*EXERCISE PROMPT*:
Each line of the data below must be given again exactly as written.
************
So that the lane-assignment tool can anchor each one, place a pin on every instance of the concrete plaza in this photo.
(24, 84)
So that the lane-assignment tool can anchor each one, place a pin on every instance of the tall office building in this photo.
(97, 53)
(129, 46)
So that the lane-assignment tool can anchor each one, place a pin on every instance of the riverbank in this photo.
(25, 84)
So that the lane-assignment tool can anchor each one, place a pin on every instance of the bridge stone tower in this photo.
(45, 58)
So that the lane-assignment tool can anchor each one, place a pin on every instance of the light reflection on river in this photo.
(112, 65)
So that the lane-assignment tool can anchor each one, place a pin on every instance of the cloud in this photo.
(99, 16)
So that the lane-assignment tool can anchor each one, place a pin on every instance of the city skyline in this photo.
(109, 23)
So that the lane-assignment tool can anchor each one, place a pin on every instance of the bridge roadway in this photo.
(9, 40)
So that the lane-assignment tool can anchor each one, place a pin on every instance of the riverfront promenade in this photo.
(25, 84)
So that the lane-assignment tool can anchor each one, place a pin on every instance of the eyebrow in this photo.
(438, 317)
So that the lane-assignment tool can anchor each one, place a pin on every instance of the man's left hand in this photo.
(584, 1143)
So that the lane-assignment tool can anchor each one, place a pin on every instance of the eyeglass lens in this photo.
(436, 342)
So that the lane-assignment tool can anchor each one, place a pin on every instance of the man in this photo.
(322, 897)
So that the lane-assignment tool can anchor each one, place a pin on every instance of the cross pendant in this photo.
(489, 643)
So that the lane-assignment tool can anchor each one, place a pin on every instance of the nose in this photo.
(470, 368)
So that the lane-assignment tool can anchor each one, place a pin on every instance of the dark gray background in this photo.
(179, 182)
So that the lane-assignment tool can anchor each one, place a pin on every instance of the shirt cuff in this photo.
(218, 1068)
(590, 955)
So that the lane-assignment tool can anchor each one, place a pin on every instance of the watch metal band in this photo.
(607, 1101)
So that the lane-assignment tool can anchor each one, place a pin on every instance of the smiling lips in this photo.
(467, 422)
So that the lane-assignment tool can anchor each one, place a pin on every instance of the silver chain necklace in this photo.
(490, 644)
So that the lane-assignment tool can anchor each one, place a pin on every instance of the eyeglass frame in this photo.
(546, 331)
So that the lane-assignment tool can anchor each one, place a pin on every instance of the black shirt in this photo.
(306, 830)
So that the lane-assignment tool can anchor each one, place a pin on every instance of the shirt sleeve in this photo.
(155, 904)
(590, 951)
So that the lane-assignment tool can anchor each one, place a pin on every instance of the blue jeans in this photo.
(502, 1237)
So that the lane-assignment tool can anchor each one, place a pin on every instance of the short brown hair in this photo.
************
*EXPECTED ANSWER*:
So that the lane-assignment tool can anchor each one, place a pin on every instance of the concrete plaza in this photo.
(24, 84)
So that the lane-assignment tool can anchor each one, place a pin on every instance of the tall office building in this photo.
(97, 53)
(129, 46)
So that the lane-assignment tool can anchor each one, place a pin on every instance of the riverbank in this photo.
(25, 84)
So that the lane-assignment tool can anchor each one, place a pin on every instance of the bridge stone tower in this photo.
(45, 58)
So that the lane-assignment tool can anchor each one, place a pin on every instance of the light reflection on river in this photo.
(112, 65)
So that the lane-assignment tool can anchor each one, place a pin on every instance of the cloud in this photo.
(99, 16)
So that the lane-assignment tool can anchor each one, place a pin on every instance of the city skyline in this photo.
(109, 23)
So that the lane-assignment tool can anchor each one, place a pin on every instance of the bridge roadway in this photo.
(9, 40)
So that the lane-assignment tool can anchor each one, place a pin on every instance of the riverfront promenade in this photo.
(25, 84)
So that the lane-assignment tool can anchor each one, place a pin on every instance of the eyebrow in this photo.
(438, 317)
So that the lane-assignment tool can anchor each one, place a pin on every instance of the man's left hand in this photo.
(584, 1143)
So that the lane-assignment tool can anchor each one, place a pin on every instance of the eyeglass lens in this photo.
(436, 342)
So that the lane-assignment tool can anchor each one, place a pin on every instance of the man in this photo.
(322, 897)
So that the lane-assignment tool can anchor each one, place a pin on every instance of the cross pendant in this photo.
(489, 643)
So that the lane-assignment tool can anchor each one, place a pin on every instance of the nose in this photo.
(470, 368)
So that the lane-assignment tool can anchor each one, place a pin on every instance of the dark gray background in this photo.
(179, 182)
So that the lane-assignment tool can anchor each one, place a pin on every instance of the shirt cuff in this photo.
(218, 1068)
(590, 955)
So that the lane-assignment tool can anchor each one, place a pin on every instance of the watch metal band in this photo.
(607, 1101)
So that the lane-assignment tool can anchor each one, place a pin on every instance of the smiling lips in this photo.
(467, 422)
So that the lane-assignment tool can anchor each one, place a pin on every instance of the silver chain necklace in this photo.
(490, 644)
So that the lane-assignment tool can anchor each one, place a pin on every instance of the eyeglass frame in this photo.
(546, 331)
So that the lane-assignment tool can anchor each one, place a pin on every instance of the black shirt in this photo.
(306, 830)
So that the lane-assignment tool can anchor each one, place a pin on every instance of the shirt sleeve in this photo.
(155, 904)
(590, 951)
So that the lane-assignment tool can anchor each one, place a pin on every instance of the blue jeans in this photo.
(502, 1237)
So that the lane-assignment tool can anchor each one, place a pin on every instance of the short brown hair in this photo.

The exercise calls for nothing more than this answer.